- Brief -
Set down every one of the records below word for word, keeping each line in its original order.

○ ○ ○

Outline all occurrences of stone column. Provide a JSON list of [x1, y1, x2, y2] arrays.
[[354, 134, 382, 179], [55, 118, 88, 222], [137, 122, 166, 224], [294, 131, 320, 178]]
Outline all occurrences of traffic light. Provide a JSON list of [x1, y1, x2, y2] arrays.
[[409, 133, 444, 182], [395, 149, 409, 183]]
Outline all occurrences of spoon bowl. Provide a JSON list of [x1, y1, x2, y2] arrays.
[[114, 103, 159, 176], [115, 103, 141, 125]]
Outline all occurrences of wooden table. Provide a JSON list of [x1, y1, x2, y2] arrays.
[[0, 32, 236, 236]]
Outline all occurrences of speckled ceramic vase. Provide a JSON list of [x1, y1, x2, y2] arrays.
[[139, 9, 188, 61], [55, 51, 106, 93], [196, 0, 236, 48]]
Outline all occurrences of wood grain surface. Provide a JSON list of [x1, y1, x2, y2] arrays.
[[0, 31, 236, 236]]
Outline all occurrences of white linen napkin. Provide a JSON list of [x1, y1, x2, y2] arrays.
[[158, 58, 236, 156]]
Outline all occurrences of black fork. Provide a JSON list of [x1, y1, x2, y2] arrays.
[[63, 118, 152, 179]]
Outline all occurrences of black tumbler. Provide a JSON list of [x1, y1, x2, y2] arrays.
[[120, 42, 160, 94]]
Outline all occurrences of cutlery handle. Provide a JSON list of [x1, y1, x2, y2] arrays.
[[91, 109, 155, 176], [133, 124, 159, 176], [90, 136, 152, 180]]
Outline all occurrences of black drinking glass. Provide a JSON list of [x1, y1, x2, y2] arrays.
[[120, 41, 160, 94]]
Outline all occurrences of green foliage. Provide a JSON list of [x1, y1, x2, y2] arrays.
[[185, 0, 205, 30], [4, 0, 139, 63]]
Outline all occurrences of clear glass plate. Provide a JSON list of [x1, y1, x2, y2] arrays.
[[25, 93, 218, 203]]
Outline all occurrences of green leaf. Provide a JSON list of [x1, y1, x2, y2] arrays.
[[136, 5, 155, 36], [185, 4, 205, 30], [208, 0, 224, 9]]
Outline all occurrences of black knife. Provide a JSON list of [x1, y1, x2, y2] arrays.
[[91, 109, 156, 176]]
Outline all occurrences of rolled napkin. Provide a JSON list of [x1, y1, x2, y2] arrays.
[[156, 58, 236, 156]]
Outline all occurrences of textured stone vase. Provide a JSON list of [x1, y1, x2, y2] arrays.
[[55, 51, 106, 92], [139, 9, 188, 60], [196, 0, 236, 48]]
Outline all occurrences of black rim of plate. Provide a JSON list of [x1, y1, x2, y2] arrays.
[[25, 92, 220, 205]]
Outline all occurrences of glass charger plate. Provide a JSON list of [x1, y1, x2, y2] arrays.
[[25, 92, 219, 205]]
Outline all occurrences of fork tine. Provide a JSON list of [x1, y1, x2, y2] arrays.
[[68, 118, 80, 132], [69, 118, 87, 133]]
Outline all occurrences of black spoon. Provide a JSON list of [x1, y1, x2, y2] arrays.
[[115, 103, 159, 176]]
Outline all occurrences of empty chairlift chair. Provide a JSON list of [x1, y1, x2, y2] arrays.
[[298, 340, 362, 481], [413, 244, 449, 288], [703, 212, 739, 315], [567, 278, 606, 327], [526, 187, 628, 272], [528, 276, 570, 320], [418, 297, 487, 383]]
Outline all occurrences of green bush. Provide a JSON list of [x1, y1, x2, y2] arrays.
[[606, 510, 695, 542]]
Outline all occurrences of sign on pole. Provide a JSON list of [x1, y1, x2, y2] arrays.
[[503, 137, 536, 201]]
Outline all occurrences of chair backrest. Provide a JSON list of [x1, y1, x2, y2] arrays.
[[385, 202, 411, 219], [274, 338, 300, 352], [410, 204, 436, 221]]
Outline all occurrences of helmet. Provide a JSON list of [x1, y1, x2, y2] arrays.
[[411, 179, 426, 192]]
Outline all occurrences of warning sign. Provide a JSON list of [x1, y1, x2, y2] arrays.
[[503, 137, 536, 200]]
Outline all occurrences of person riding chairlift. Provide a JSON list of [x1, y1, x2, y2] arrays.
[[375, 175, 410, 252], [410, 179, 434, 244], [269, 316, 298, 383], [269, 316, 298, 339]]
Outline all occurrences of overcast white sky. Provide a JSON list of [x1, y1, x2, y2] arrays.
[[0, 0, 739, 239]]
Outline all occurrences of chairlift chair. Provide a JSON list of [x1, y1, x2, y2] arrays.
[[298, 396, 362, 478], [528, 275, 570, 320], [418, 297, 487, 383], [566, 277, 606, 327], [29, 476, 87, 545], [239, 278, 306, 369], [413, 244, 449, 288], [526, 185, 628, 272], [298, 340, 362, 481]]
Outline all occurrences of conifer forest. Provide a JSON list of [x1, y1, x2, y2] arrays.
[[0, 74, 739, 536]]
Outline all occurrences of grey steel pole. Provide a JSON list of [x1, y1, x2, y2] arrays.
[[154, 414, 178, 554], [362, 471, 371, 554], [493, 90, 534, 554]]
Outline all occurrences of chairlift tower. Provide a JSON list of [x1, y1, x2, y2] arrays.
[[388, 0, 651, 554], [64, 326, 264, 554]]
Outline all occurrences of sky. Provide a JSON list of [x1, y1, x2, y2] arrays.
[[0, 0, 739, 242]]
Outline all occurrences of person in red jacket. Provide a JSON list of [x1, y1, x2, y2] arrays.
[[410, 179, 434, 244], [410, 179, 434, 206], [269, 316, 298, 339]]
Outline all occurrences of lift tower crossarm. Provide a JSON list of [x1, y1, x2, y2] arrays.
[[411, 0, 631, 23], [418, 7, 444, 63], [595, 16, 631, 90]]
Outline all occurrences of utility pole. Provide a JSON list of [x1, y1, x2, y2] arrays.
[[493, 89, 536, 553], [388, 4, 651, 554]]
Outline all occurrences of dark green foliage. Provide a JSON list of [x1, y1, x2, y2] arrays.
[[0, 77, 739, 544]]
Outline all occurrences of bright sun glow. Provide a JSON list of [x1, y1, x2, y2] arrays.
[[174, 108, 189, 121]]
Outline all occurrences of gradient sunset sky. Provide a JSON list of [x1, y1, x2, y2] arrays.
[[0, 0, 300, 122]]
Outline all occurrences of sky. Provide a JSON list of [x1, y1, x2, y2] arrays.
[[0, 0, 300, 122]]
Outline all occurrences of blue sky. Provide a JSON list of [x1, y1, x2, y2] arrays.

○ ○ ○

- Task result -
Outline all occurrences of stone column. Provide a JSON list of [x1, y1, x2, y2] arrays.
[[354, 134, 382, 179], [55, 118, 88, 222], [137, 122, 166, 224], [294, 131, 320, 178]]
Outline all occurrences of traffic light. Provide a JSON list of [x1, y1, x2, y2] arrays.
[[409, 133, 444, 182], [395, 149, 409, 183]]
Outline all occurrences of spoon bowl. Provide a JSON list of [x1, y1, x2, y2] arrays.
[[114, 103, 159, 176], [115, 103, 141, 125]]
Outline all occurrences of wooden table. Provide a JSON list of [x1, y1, x2, y2] arrays.
[[0, 32, 236, 236]]
Outline all occurrences of speckled ceramic vase. Provide a JSON list of [x1, y1, x2, y2] arrays.
[[139, 9, 188, 61], [55, 51, 106, 93], [196, 0, 236, 48]]
Outline all occurrences of wood grain surface. Provide a JSON list of [x1, y1, x2, y2] arrays.
[[0, 31, 236, 236]]
Outline all occurrences of white linen napkin. Provide a JSON list of [x1, y1, x2, y2] arrays.
[[158, 58, 236, 156]]
Outline all occurrences of black fork. Provide a JSON list of [x1, y1, x2, y2] arrays.
[[63, 118, 152, 179]]
Outline all occurrences of black tumbler. Provide a JSON list of [x1, y1, x2, y2] arrays.
[[120, 42, 160, 94]]
Outline all occurrences of cutlery handle. Provide a JSON list of [x1, y1, x2, y2] arrays.
[[91, 109, 155, 176], [133, 124, 159, 176], [90, 136, 152, 180]]
Outline all occurrences of black drinking glass. Provide a JSON list of [x1, y1, x2, y2] arrays.
[[120, 41, 160, 94]]
Outline all occurrences of green foliage. Provide a JSON list of [x1, y1, x2, y2] arrays.
[[185, 0, 205, 30], [4, 0, 139, 63]]
Outline all occurrences of clear glass plate. Provide a JSON list of [x1, y1, x2, y2] arrays.
[[25, 93, 218, 203]]
Outline all occurrences of green leaf. Provide a JSON list of [x1, y1, x2, y2] arrays.
[[136, 5, 155, 36], [185, 4, 205, 30], [208, 0, 224, 9]]
Outline all occurrences of black knife. Provide a JSON list of [x1, y1, x2, y2] arrays.
[[91, 109, 156, 176]]
Outline all occurrences of rolled napkin. Provide a JSON list of [x1, y1, x2, y2] arrays.
[[156, 58, 236, 156]]
Outline all occurrences of textured stone vase. Provide a JSON list of [x1, y1, x2, y2] arrays.
[[55, 51, 106, 92], [139, 9, 188, 60], [196, 0, 236, 48]]
Outline all occurrences of black rim of plate. Provide a JSON list of [x1, y1, x2, y2] arrays.
[[25, 92, 220, 205]]
Outline all occurrences of glass charger plate. Provide a JSON list of [x1, y1, x2, y2] arrays.
[[25, 92, 219, 205]]
Outline all occurrences of fork tine. Provide a JSON list of [x1, y1, x2, y2] arrays.
[[68, 118, 80, 132], [69, 118, 87, 133]]
Outline all occurrences of black spoon. Provide a JSON list of [x1, y1, x2, y2] arrays.
[[115, 103, 159, 176]]
Outline all occurrences of empty chairlift chair. Provide a JSON list of [x1, y1, x2, y2] arrays.
[[298, 340, 362, 481], [413, 244, 449, 288], [703, 212, 739, 315], [567, 278, 606, 327], [526, 187, 628, 272], [528, 276, 570, 320], [418, 297, 487, 383]]
Outline all occurrences of green bush. Provide a JSON list of [x1, y1, x2, y2] arrays.
[[606, 510, 695, 542]]
Outline all occurrences of sign on pole. Provide a JSON list of [x1, y1, x2, y2] arrays.
[[503, 137, 536, 201]]
Outline all occurrences of chair backrest. Provide a JSON list of [x1, y1, x2, y2] arrays.
[[385, 202, 411, 219], [274, 338, 300, 352], [410, 204, 436, 221]]
Outline all occurrences of helmet. Provide a JSON list of [x1, y1, x2, y2] arrays.
[[411, 179, 426, 192]]
Outline all occurrences of warning sign. Provide a JSON list of [x1, y1, x2, y2] arrays.
[[503, 137, 536, 200]]
Outline all occurrences of person riding chairlift. Provide a JSON list of [x1, y1, x2, y2] arrays.
[[375, 175, 410, 252], [410, 179, 434, 244], [269, 316, 298, 383], [269, 316, 298, 339]]
Outline all occurrences of overcast white sky. Provide a JSON list of [x1, y1, x2, y2] arrays.
[[0, 0, 739, 239]]
Outline all occurrences of chairlift chair. Provide a JSON list of [x1, y1, x2, y2] arrays.
[[298, 396, 362, 478], [528, 275, 570, 320], [418, 297, 487, 383], [566, 277, 606, 327], [29, 476, 87, 545], [239, 278, 306, 369], [413, 244, 449, 288], [526, 185, 628, 272], [298, 340, 362, 481]]
Outline all occurrences of conifer forest. Provide a JSON list of [x1, y1, x2, y2] arrays.
[[0, 74, 739, 536]]
Outline all occurrences of grey steel pole. Provide a JSON list of [x1, y1, x2, y2] arrays.
[[154, 414, 178, 554], [362, 471, 371, 554], [493, 90, 534, 554]]
Outline all occurrences of chairlift tower. Provide a JSON list of [x1, y1, x2, y2] arrays.
[[388, 0, 651, 554], [64, 326, 264, 554]]
Outline all occurrences of sky. Provide a JSON list of [x1, y1, x2, y2] arrays.
[[0, 0, 739, 242]]
Outline all occurrences of person in red jacket. Provide a JSON list of [x1, y1, x2, y2] arrays.
[[410, 179, 434, 244], [410, 179, 434, 206], [269, 316, 298, 339]]
Outline all occurrences of lift tower crossarm. Provide a JSON list of [x1, y1, x2, y2] arrays.
[[411, 0, 631, 23], [418, 7, 444, 63], [595, 16, 631, 90]]
Outline all occurrences of utility pole. Provide a JSON list of [x1, y1, x2, y2] arrays.
[[493, 89, 536, 553], [388, 4, 651, 554]]
Outline all occurrences of dark green foliage. Provide a JSON list of [x1, y1, x2, y2] arrays.
[[0, 77, 739, 544]]
Outline all occurrences of bright sun glow. Provide a JSON list of [x1, y1, x2, y2] arrays.
[[174, 108, 189, 121]]
Outline all occurrences of gradient sunset sky. Provide a JSON list of [x1, y1, x2, y2] arrays.
[[0, 0, 300, 122]]
Outline all occurrences of sky. Provide a JSON list of [x1, y1, x2, y2] arrays.
[[0, 0, 300, 122]]
Outline all occurrences of blue sky. Provide a JSON list of [x1, y1, x2, y2] arrays.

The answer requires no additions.